GIVEN DATA:
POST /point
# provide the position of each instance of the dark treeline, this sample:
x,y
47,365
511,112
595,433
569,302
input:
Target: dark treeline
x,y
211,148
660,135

TASK INSTRUCTIONS:
Provide a verbatim reproduction of all the records.

RESPONSE TO THIS TASK:
POST /point
# provide the position of each instance of the dark treeline, this sample:
x,y
47,365
511,112
595,433
569,302
input:
Target: dark treeline
x,y
211,148
660,135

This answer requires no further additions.